DATA UNDER STUDY:
------------------------------

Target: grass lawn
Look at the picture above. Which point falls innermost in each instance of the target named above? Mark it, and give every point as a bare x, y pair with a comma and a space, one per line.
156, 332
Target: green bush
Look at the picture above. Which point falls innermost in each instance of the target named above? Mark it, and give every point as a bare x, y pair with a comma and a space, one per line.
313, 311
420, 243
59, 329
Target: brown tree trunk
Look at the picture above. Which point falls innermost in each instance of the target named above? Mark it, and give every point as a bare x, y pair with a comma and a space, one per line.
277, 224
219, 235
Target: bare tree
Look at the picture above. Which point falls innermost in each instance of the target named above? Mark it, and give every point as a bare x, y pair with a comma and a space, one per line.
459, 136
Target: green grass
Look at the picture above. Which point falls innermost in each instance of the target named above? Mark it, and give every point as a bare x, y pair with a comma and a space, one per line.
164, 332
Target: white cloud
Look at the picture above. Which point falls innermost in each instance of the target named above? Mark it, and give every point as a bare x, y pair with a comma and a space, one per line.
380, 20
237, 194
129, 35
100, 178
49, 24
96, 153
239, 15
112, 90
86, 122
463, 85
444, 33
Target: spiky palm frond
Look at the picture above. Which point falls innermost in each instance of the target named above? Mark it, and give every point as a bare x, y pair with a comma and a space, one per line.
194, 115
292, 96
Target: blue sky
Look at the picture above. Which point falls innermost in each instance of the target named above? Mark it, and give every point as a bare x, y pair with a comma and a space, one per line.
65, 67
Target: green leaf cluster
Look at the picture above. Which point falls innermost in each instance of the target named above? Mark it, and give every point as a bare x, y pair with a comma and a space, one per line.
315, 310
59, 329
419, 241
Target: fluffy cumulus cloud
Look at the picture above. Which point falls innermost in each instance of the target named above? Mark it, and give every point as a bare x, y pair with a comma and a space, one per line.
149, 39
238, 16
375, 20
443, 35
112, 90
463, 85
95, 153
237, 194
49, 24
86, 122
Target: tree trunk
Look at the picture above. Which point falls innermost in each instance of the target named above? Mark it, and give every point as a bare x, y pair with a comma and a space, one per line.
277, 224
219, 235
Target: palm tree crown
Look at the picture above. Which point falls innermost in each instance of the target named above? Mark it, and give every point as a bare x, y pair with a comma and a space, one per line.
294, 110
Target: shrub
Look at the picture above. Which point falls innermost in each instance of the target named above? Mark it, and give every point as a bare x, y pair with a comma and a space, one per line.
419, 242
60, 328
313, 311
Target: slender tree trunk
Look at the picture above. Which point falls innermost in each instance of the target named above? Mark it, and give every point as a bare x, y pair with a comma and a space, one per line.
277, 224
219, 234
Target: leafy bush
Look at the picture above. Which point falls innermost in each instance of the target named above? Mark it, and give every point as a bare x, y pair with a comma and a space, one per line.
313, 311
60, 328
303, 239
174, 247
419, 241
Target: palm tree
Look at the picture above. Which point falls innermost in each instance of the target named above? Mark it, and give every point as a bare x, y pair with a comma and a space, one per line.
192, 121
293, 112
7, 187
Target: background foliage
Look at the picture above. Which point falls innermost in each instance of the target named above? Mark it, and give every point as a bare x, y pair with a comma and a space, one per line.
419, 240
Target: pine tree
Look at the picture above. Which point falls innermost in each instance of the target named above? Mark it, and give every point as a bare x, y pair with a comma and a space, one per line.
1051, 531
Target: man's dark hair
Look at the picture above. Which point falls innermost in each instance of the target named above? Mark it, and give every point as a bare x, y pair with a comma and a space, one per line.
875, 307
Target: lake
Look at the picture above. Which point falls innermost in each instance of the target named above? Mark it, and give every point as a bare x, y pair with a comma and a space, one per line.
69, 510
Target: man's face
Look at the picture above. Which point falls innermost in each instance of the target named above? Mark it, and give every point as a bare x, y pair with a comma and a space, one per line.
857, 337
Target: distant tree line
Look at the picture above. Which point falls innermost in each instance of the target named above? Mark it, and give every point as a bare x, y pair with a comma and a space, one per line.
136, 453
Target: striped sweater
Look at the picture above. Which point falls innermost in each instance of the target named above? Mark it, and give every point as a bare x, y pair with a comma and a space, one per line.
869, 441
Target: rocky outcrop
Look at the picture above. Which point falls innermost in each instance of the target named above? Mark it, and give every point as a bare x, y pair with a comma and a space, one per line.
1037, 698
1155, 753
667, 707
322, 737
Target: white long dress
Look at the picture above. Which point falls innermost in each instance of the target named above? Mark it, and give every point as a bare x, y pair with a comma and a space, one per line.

------------------------------

YOUR ASSIGNMENT: The lines to reproduce run from the line containing "Target: lake" to the end of the listing; write them out exactly and add nothing.

COMPLETED EXERCISE:
Target: lake
Look at the picture above. Which point falls innermost in each instance of the target named above? Mark it, and give every point as a bare x, y pair with a comma and a space, one per line.
69, 510
Target: man's face
Look at the picture above. Which point falls innermost in each instance of the target named above? Mark it, and give every point as a bare x, y pair with a comma and a space, one per line.
857, 337
Target: distant tree line
Look at the picture above. Which point falls innermost in each instance of the target named above? Mark it, and give every point as a bare x, y pair with a comma and a space, one per line.
136, 453
Target: striped sweater
Look at the picture above. Which point falls innermost in each instance of the target named above? Mark it, and give every point as a bare x, y pair with a comma and a space, one per line.
869, 441
Target: rocky outcrop
Look at the picture above. Which point falls innermost in each instance of the target named above? Mark it, and give every point as a bare x, y pair with a comma and a space, one per line.
1037, 698
1155, 753
667, 707
322, 737
Target: white long dress
Look at the picture above. Which point falls innermost in each instance of the target named above? Mark it, and give every point as a bare x, y pair with a comma and a space, one per line.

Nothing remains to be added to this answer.